Passage =>
[start]

Skip to the content.

Notes on using Alma 9 nodes at STAR

Ref: @[July 14, 2025] > STAR Software Mattermost chat with link to tutorial page

Ref: @[July 14, 2025] > Jerome Tutorial on running Alma 9

Ref: @[July 14, 2025] > STAR Software Mattermost chat link to issue with STAR_ROOT not found

Ref: @[July 14, 2025] > STAR Software Mattermost chat link to fix issue with STAR_ROOT not found

Ref: @[March 24, 2026] > Singularity Paper

Ref: @[March 24, 2026] > Singularity project becomes Apptainer as it moves into the Linux Foundation, Also here on linuxfoundation.com

Ref: @[March 24, 2026] > Apptainer Github Page

Ref: @[March 24, 2026] > Apptainer Documentation

Ref: @[March 24, 2026] > Apptainer vs. Singularity
> Which linked to this where the singularity author says to use Apptainer

The information contained herein is valid as of the time of the last update, April 10, 2026 and may change as the STAR software develops

Summary

Helpful information when working in STAR nodes

Disclaimer: The following guidelines are based on my experience working in STAR and what I could find online about NFS disks and is not an “official” set of rules

  1. Copies are fast, reads are slow, when in doubt copy to scratch space ($SCRATCH) then read
    • An acronym to help you remember is CARP (Copy Agile, Read Poor)

[end]

What is expected =>
Answer these about the Alma 9 notes:
1. What date is given as the last update?
2. Which project became Apptainer, and what did it move into?
3. What does the acronym CARP stand for?
The data has nothing to do with what comes next.

Source data =>
[start]

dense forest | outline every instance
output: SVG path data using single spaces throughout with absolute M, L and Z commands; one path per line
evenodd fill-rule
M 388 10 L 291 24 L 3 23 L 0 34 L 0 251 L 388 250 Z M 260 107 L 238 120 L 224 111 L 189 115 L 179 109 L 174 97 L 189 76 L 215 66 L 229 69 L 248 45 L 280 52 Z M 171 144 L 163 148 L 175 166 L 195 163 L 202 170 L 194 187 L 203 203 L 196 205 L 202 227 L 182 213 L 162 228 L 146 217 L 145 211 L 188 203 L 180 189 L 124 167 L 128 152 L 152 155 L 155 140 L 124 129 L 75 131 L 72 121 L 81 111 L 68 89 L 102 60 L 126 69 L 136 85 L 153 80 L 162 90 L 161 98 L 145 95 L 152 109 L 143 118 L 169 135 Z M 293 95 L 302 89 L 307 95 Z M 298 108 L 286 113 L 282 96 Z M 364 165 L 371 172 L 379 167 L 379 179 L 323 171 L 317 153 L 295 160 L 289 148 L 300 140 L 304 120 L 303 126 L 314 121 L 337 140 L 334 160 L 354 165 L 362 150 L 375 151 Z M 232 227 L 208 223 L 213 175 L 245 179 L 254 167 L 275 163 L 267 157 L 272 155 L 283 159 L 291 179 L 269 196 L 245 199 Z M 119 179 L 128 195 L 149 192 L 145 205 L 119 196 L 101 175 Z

[end]

Expected answer =>
1. April 10, 2026
2. Singularity; the Linux Foundation
3. Copy Agile, Read Poor